■ **Task**: Every line between the top of the data below and the line with "Query: blue face mask", both ends included, must be retyped exactly.
Segment Start: Data for the task
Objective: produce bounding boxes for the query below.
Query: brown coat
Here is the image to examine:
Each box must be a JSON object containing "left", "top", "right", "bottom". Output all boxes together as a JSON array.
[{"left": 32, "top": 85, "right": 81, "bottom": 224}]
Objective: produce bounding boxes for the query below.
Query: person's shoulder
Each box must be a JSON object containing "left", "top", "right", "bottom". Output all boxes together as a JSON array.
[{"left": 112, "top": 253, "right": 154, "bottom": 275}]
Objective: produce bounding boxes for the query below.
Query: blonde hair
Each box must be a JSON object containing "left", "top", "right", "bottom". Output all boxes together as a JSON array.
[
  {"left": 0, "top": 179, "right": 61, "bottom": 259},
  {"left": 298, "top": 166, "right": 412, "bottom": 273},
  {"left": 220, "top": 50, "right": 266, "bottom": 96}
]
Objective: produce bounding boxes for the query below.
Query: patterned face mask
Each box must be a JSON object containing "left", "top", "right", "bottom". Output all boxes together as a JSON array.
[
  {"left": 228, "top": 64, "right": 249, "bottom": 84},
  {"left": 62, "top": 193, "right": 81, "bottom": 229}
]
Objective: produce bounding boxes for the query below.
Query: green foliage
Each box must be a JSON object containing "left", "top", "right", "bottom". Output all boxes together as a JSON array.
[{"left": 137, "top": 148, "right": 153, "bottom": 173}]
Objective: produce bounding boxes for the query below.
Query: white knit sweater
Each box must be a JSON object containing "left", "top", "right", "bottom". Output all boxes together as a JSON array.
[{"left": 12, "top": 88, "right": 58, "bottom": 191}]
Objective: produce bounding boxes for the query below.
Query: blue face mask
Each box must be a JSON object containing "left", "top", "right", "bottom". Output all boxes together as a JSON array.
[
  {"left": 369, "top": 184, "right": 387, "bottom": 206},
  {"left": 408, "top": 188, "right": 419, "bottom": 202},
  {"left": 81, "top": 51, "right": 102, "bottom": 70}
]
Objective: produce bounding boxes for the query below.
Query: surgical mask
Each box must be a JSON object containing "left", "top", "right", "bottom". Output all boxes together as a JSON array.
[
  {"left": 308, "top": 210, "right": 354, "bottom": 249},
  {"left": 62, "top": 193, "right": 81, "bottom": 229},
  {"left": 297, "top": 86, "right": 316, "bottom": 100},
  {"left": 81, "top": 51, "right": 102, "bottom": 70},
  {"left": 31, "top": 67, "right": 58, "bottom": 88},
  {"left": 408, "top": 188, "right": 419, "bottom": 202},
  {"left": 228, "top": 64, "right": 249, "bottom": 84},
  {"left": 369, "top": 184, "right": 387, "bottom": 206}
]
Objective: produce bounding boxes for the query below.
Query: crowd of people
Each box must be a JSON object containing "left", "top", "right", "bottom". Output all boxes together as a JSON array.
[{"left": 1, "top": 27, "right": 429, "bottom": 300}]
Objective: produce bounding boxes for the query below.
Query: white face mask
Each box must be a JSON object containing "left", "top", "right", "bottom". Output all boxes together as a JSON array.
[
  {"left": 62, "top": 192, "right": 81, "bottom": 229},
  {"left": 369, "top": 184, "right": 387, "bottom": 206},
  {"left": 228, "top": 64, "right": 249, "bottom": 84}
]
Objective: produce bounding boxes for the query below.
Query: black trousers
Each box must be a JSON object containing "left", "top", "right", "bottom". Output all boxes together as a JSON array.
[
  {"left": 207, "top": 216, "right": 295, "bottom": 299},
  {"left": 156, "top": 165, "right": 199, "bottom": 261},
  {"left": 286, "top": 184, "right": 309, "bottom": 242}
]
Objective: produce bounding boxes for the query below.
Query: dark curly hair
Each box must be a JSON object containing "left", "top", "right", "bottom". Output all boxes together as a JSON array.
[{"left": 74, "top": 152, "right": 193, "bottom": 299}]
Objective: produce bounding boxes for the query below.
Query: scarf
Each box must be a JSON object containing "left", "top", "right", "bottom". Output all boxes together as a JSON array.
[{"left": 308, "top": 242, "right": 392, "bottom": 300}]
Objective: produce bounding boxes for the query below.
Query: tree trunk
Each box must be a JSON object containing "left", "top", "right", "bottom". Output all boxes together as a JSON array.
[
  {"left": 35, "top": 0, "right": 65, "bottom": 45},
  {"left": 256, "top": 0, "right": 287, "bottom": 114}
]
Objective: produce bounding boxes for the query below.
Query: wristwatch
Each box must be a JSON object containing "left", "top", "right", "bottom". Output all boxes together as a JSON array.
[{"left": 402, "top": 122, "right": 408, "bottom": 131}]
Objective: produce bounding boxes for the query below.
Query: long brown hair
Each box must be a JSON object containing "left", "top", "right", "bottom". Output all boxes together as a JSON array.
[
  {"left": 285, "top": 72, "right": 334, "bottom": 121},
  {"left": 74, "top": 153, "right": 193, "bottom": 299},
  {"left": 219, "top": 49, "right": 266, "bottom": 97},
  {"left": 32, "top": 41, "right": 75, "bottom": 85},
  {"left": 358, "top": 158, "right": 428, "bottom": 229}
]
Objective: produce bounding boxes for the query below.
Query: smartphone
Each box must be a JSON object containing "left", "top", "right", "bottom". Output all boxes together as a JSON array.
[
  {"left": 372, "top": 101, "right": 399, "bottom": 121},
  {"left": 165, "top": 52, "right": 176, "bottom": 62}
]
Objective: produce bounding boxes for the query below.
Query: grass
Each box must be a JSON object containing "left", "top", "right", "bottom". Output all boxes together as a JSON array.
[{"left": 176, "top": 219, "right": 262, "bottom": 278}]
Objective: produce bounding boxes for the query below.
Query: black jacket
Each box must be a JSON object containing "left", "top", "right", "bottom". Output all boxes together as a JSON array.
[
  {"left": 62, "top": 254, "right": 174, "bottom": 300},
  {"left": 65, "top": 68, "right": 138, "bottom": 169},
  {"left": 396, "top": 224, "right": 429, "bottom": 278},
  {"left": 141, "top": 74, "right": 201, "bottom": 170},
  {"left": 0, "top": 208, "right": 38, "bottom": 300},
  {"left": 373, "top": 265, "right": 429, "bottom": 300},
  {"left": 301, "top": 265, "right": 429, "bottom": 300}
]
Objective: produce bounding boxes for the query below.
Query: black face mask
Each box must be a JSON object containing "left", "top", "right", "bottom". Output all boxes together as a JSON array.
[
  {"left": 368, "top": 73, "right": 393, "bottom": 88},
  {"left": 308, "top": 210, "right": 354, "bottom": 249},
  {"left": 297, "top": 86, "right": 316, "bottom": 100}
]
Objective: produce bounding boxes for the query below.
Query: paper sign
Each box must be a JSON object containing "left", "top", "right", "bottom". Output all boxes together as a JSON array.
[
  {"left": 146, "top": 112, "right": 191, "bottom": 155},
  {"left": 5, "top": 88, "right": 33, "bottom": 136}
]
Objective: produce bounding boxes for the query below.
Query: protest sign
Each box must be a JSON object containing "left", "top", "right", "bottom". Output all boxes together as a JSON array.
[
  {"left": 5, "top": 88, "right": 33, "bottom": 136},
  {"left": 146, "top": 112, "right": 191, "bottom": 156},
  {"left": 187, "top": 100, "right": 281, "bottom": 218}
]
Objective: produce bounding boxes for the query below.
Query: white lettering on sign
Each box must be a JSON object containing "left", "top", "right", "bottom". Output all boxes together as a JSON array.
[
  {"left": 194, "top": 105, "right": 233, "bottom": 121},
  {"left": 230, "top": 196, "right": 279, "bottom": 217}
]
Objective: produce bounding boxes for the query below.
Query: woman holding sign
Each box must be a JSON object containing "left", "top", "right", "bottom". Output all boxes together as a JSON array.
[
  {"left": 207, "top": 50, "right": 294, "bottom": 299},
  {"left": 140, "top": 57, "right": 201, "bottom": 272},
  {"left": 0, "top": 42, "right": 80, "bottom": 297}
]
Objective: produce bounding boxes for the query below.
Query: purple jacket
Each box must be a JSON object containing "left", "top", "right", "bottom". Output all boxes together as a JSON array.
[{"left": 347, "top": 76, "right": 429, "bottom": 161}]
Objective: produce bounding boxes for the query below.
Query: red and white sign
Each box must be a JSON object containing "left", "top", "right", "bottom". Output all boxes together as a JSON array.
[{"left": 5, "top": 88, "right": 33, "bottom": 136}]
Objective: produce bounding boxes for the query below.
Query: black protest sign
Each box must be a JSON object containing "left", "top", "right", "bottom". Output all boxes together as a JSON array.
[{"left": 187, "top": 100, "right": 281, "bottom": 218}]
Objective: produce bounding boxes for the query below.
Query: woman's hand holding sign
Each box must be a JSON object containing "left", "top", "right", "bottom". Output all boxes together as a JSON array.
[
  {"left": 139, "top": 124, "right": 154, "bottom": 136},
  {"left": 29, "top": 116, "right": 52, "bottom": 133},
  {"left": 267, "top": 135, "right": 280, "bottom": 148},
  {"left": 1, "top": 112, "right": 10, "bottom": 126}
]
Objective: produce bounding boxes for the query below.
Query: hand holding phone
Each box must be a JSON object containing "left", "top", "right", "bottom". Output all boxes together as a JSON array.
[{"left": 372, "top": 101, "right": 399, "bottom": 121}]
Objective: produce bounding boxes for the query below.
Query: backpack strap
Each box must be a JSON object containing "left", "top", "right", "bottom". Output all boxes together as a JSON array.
Segment End: Data for the task
■ **Expected answer**:
Objective: produce bounding boxes for the query below.
Query: brown coat
Here is the image to examine:
Each box must be a JSON object containing "left", "top", "right", "bottom". Output all boxes together as a JSON array.
[{"left": 32, "top": 85, "right": 81, "bottom": 224}]
Objective: produce bounding boxes for the query below.
Query: person's shoulder
Each box must be a JSON object containing "left", "top", "right", "bottom". Output all boxes together as a JSON array.
[{"left": 112, "top": 253, "right": 154, "bottom": 275}]
Objective: produce bounding boxes for the query below.
Query: blonde hair
Each box must be a JSON object containing "left", "top", "right", "bottom". Output all boxes together as a JSON array.
[
  {"left": 0, "top": 179, "right": 61, "bottom": 259},
  {"left": 298, "top": 166, "right": 412, "bottom": 273},
  {"left": 220, "top": 50, "right": 266, "bottom": 96}
]
Objective: produce bounding boxes for the query below.
Query: patterned face mask
Each box must be a JSON object containing "left", "top", "right", "bottom". Output all boxes together as a JSON array.
[
  {"left": 228, "top": 64, "right": 249, "bottom": 84},
  {"left": 62, "top": 193, "right": 81, "bottom": 229}
]
Objective: produce bounding boxes for the query below.
Query: green foliage
Each box must be a JSON object containing "left", "top", "right", "bottom". Output all boxes together as a JSON array.
[{"left": 137, "top": 148, "right": 153, "bottom": 173}]
Objective: produce bounding boxes for the query below.
Query: white knit sweater
Each box must be a JSON object containing "left", "top", "right", "bottom". Output all boxes together as a JSON array.
[{"left": 12, "top": 88, "right": 58, "bottom": 191}]
Objective: produce bounding boxes for the query below.
Query: blue face mask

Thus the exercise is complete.